Point localization data
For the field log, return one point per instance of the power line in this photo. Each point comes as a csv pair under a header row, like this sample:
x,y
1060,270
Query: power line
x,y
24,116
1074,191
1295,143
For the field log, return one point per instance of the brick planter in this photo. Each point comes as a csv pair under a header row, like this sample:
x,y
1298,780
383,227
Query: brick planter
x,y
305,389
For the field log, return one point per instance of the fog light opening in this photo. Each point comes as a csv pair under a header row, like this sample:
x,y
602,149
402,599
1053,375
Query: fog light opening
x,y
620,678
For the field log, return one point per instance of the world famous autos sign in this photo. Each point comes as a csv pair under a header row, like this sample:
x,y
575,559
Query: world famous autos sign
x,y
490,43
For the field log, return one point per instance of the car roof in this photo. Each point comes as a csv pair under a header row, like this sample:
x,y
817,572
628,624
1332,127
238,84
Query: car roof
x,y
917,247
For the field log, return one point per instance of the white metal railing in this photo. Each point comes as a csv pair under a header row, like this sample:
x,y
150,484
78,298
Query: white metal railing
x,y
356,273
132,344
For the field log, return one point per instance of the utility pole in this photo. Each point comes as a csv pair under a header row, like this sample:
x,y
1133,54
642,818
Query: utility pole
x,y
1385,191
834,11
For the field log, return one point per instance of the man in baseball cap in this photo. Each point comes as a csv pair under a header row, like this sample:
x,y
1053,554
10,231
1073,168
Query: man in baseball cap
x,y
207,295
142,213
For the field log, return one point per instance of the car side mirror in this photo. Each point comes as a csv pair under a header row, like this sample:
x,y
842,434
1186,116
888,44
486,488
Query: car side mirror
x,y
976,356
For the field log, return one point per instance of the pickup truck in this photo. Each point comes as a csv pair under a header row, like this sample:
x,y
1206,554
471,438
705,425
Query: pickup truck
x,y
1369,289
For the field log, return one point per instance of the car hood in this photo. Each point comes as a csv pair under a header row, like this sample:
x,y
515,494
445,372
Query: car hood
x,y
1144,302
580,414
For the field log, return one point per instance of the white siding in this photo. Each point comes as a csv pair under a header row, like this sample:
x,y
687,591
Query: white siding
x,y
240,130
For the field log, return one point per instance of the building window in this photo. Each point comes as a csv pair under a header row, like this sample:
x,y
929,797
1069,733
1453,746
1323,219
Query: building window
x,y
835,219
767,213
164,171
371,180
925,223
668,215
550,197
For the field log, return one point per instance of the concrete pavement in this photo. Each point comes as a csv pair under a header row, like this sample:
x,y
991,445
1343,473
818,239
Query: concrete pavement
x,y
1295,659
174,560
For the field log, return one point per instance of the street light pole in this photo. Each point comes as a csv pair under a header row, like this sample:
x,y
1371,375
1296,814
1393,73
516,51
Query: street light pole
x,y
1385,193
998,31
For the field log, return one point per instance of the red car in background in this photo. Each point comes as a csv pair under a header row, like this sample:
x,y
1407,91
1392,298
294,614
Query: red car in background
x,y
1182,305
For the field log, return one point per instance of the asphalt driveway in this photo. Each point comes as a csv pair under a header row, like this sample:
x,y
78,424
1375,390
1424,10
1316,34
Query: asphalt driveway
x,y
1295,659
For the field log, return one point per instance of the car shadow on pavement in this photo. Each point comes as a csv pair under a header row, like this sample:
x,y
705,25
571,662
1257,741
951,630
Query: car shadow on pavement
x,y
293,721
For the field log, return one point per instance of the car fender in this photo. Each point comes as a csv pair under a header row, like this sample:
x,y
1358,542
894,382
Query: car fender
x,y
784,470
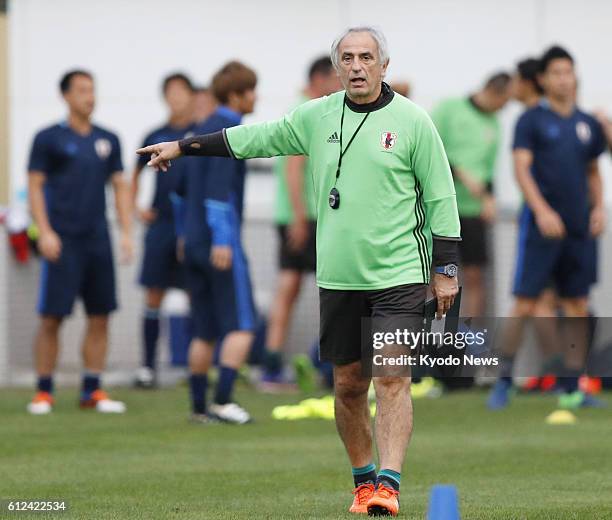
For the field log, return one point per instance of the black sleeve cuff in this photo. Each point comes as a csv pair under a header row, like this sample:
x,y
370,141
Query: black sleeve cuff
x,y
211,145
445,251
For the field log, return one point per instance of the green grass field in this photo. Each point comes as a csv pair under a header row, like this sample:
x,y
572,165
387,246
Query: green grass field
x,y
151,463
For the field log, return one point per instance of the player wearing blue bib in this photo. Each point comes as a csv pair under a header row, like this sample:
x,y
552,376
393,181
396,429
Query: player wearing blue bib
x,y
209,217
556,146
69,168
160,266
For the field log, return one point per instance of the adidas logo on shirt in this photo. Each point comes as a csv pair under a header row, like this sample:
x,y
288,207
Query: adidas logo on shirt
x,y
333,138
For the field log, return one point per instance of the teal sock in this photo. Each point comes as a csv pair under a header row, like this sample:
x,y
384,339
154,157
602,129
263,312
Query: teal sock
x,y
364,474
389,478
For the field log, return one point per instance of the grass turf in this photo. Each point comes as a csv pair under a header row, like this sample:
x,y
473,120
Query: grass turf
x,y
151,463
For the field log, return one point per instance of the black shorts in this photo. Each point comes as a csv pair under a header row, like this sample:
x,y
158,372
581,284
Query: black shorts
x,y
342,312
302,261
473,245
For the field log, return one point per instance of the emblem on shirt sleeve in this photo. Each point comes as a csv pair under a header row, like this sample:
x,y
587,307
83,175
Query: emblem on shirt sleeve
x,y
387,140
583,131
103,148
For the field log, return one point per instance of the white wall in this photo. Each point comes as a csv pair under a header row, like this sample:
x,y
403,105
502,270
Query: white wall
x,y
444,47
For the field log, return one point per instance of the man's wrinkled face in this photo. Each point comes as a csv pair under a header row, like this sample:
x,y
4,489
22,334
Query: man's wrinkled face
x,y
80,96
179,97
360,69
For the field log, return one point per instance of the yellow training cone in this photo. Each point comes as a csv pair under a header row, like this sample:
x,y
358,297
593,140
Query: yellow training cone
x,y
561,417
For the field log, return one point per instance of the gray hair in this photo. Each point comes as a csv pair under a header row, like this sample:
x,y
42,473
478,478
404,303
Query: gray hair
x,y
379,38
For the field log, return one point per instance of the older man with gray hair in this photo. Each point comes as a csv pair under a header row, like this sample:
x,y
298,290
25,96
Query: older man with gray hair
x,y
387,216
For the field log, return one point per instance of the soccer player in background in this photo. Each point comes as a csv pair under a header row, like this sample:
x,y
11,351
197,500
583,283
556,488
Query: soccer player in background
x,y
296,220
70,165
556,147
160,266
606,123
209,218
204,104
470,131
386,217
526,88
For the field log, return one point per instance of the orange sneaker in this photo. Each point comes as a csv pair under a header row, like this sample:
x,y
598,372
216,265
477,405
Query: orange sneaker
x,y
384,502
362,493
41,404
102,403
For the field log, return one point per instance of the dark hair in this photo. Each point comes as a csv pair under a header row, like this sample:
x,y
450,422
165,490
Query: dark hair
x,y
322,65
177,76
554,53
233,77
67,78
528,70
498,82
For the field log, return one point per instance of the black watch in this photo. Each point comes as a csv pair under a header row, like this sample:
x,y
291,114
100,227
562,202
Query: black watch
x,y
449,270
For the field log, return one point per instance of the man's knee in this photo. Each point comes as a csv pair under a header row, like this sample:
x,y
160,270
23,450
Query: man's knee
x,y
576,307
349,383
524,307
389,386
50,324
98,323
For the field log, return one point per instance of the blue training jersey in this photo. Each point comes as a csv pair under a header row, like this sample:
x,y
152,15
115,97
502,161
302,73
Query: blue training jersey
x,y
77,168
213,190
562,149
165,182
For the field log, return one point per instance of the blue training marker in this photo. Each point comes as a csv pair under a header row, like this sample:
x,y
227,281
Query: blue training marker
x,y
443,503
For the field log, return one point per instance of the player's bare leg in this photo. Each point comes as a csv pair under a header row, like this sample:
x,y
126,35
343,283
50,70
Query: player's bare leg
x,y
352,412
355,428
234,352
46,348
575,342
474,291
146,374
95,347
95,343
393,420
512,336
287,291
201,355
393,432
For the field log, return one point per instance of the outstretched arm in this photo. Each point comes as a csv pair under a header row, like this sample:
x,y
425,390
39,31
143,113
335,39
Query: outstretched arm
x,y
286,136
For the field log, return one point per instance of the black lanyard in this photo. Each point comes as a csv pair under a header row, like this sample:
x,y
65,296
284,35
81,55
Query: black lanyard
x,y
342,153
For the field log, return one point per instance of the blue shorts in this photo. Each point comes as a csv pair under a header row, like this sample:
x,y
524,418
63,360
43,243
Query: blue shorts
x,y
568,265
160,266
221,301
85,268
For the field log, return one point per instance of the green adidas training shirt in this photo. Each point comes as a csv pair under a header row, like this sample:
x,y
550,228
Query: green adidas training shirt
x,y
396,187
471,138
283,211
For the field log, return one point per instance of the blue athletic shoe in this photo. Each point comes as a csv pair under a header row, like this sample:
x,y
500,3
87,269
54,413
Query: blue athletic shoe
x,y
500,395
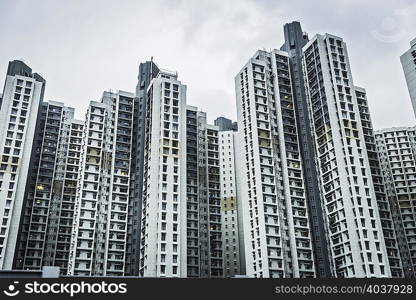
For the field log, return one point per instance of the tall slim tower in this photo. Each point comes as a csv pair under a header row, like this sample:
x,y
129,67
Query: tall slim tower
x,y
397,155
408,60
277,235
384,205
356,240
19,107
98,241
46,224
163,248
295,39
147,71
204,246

...

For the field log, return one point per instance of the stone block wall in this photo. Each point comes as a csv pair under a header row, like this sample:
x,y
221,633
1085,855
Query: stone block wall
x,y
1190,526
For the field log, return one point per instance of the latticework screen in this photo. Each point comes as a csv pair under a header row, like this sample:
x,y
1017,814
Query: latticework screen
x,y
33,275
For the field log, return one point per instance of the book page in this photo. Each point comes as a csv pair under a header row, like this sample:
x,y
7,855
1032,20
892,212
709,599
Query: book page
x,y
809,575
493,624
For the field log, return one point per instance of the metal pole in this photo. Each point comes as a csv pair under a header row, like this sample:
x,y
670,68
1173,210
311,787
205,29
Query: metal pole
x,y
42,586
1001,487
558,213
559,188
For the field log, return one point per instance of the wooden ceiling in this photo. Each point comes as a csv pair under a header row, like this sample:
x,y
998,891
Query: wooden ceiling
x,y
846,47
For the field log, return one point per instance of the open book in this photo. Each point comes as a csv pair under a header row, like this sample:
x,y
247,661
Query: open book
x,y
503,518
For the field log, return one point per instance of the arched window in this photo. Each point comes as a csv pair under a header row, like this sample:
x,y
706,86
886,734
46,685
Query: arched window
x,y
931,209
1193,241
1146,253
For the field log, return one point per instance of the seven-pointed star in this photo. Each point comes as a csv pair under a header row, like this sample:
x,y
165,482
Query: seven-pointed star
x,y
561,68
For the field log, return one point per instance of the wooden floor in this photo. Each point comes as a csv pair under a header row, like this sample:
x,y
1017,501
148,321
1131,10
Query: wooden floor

### ACTIVITY
Return each line of the data that contains the string "floor".

### TASK SOLUTION
For the field log, return one point per instance of the wooden floor in this photo. Each point comes as a csv pair under a header row, like this sample:
Query: wooden floor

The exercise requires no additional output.